++++ TEXT FOR ANALYSIS
Acute Myeloid Leukemia Coverage From Every Angle

Third-Generation BCR-ABL Inhibitor Under Study in AML

By: Joseph Fanelli
Posted: Tuesday, July 28, 2020

The third-generation BCR-ABL inhibitor GZD824 appears to have the potential to suppress the signaling pathways of FLT3, FGFR1, and PDGFRα genes in patients with resistant acute myeloid leukemia (AML), according to preclinical research findings presented in Translational Oncology. The multikinase inhibitor may prove to be effective beyond BCR-ABL–driven chronic myeloid leukemia, concluded Ke Ding, PhD, of Jinan University, Guangzhou, China, and colleagues.

“[GZD824] overcomes FLT3-D835N/H/R/G/A, F691I, and G697R-mutant resistance and obviously suppresses the growth of F691I-mutant xenograft tumors in animals,” the researchers observed.

The authors isolated primary AML cells from patients. All the samples were enriched in leukemic cells by performing density-gradient separation to yield a mononuclear fraction, and part of the primary cells were extracted RNA.
++++++++
++++ DATA
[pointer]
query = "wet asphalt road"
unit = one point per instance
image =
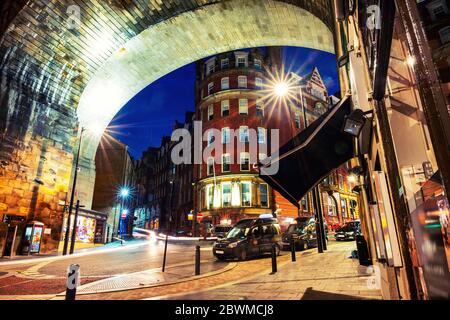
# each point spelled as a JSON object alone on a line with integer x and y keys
{"x": 126, "y": 260}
++++++++
▸ **TASK ITEM**: Pick up the article on the BCR-ABL inhibitor GZD824 in AML where it stops, continuing after its last sentence.

▸ **WRITTEN ANSWER**:
At concentrations below 10 nM, GZD824 significantly suppressed FLT3, FGFR1, and PDGFRα kinase activities and inhibited the signaling pathways in several leukemia cells (MV4-11, KG-1, and EOL-1). In addition, GZD824 selectively prevented the growth of these cells and suppressed the growth of Ba/F3-FLT3-ITD cells that harbor F691I and other mutations with IC50 values less than 10 nM.

The multikinase inhibitor also induced G0/G1 phase arrest and apoptosis in MV4-11, KG-1, and EOL-1 cells and activated cleavage of caspase-3 and PARP. Based on xenograft mouse models of MV4-11, Ba/F3-ITD-F691I, and KG-1, GZD824 “almost completely” eliminated tumors at 10 or 20 mg/kg given every other day. In addition, GZD823 hindered the viability of primary leukemic blasts in patients with AML who had FLT3-ITD–positive disease, but not in patients with native FLT3-positive disease.

Disclosure: The authors reported no conflicts of interest.